··· Brano di lettura

Martin Berasategui. Scena finale

Come già da Arzak, anche qui lo chef, con qualche anno in più rispetto alla gigantografia prima citata, è passato in sala.

Con 15 portate effettive (più pani, benvenuto e dolcetti) i 275 euro del menu degustazione sono ampiamente giustificati (e dalla qualità ancor prima che dalla quantità) e scegliendo un buon bianco locale (per noi un Rias Baxas Alba de Mar 2017 e un intrigante Albarino Tricò 2010) il conto finale non sale di molto.

Guggenheim

Da San Sebastian ci siamo mossi in direzione di Bilbao, dove c’è un Nerua in continua crescita anche se, al momento, fermo a una stella (come già detto, è all’interno del celeberrimo Guggenheim di Frank O’ Gehry, un museo per il quale, un po’ come per il MAXXI di Roma, è forse più importante il contenitore dei contenuti): per la terza tappa tristellata, perciò, ci siamo spostati di una ventina di chilometri, a Larrabetzu.

······
··· Dati estratti

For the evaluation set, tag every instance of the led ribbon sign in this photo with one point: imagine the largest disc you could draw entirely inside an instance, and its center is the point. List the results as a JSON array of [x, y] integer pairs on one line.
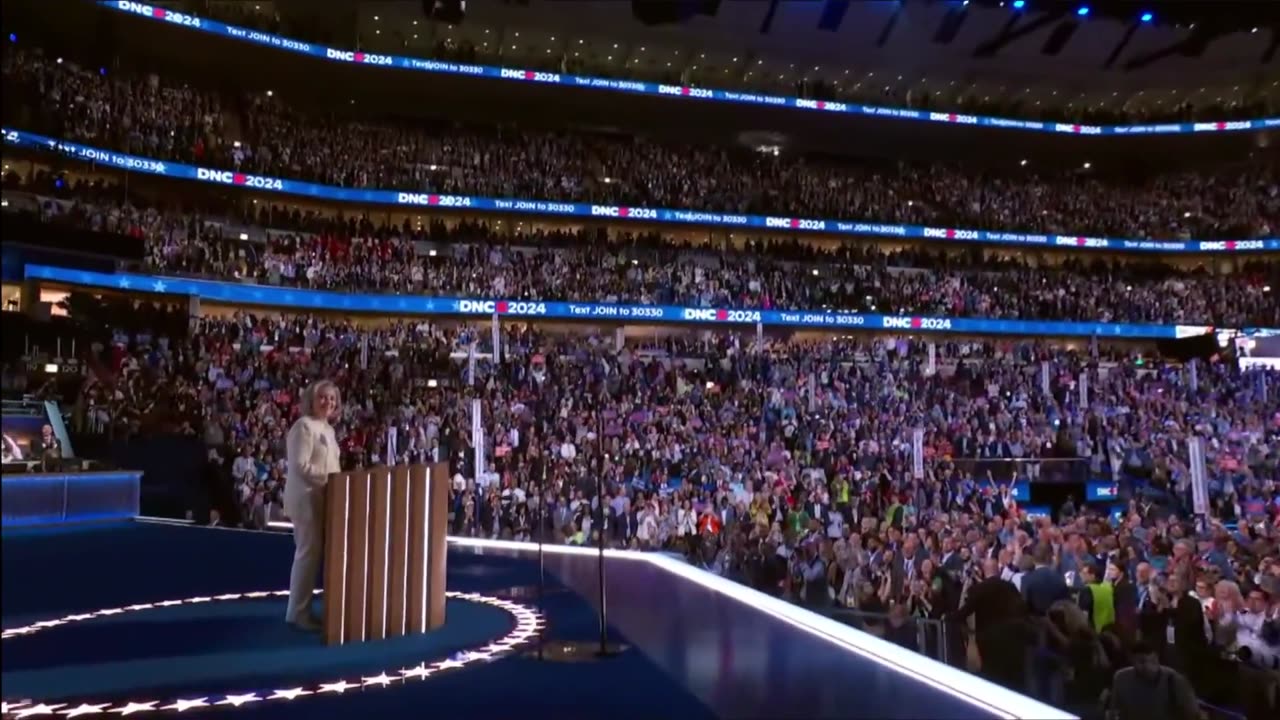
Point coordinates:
[[312, 300], [640, 87], [469, 203]]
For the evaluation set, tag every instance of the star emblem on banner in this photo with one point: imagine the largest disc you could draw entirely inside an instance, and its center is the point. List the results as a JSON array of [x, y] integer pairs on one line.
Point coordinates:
[[132, 707]]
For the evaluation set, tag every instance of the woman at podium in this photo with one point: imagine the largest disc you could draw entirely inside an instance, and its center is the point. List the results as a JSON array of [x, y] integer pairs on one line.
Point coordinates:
[[312, 455]]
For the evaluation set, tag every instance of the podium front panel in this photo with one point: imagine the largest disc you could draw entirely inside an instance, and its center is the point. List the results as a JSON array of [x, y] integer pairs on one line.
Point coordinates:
[[357, 559], [419, 536], [385, 552], [379, 551], [438, 510], [338, 507], [397, 611]]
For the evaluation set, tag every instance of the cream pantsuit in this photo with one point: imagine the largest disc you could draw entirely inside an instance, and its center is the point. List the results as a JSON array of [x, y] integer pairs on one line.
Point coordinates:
[[312, 455]]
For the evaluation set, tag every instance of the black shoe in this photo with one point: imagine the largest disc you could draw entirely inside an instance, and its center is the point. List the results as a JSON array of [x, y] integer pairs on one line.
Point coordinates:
[[307, 623]]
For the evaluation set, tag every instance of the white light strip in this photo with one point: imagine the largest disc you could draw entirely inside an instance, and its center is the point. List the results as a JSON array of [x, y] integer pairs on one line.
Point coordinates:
[[387, 548], [528, 623], [346, 560], [364, 592], [951, 680], [403, 570]]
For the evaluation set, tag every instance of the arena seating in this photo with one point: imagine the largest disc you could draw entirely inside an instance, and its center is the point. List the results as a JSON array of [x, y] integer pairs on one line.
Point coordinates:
[[786, 463]]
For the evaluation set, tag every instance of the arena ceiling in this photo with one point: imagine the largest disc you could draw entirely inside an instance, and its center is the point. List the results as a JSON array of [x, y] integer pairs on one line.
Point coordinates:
[[1043, 53]]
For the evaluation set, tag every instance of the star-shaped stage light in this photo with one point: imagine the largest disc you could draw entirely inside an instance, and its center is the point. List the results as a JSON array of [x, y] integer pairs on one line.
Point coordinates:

······

_Consegne_
• a. Quanto costa il menu degustazione da Martin Berasategui secondo il brano sui ristoranti stellati?
• b. Prosegui il brano sui ristoranti stellati partendo dalla sua ultima frase.
I record sono un materiale distinto dal brano.

_Risposte fornite_
• a. Costa 275 euro.

• b.
Azurmendi la serra

La serra di Azurmendi

Azurmendi. L'ambiente

Qui c’è Azurmendi, da circa dieci anni nella nuova sede progettata da Naia Eguino. Con scelta a dir poco anomala il ristorante è aperto solo a pranzo (salvo che nei week end) e, in attesa che alle 13.00 spaccate aprano i battenti, potete gironzolare guardando l’ampio capannone per le colture in serra, l’orticello sperimentale e il vigneto (di cui diremo dopo).

Azurmendi il cestino da pic nic di benvenuto

Il cestino da pic nic di benvenuto

Azurmendi. Il benvenuto

Gli inizi ci hanno ricordato molto il Noma di René Redzepi a Copenaghen: un’ampia struttura in legno e vetri, dove entrare in sintonia con la filosofia dello chef e gustare un picnic di benvenuto (con tanto di cestino di vimini): gelato di peperoni piquillo, brioche di sgombro affumicato, tartare di ibérico, tisana di ibisco.

La Cucina di Azurmendi

La Cucina di Azurmendi

Ogni gruppetto di commensali è seguito da un cameriere dedicato (per noi una bravissima ragazza piemontese con esperienze già da Niko Romito), che vi accompagna poi nelle enormi cucine dove, in presa diretta, vi preparano un uovo tartufato che è un capolavoro di tecnica e sapori. Un’altra tappa nella serra e finalmente si entra nella sala, un grande ambiente rettangolare interamente a vetri, con qualche pannello mobile a dare movimento e la giusta privacy.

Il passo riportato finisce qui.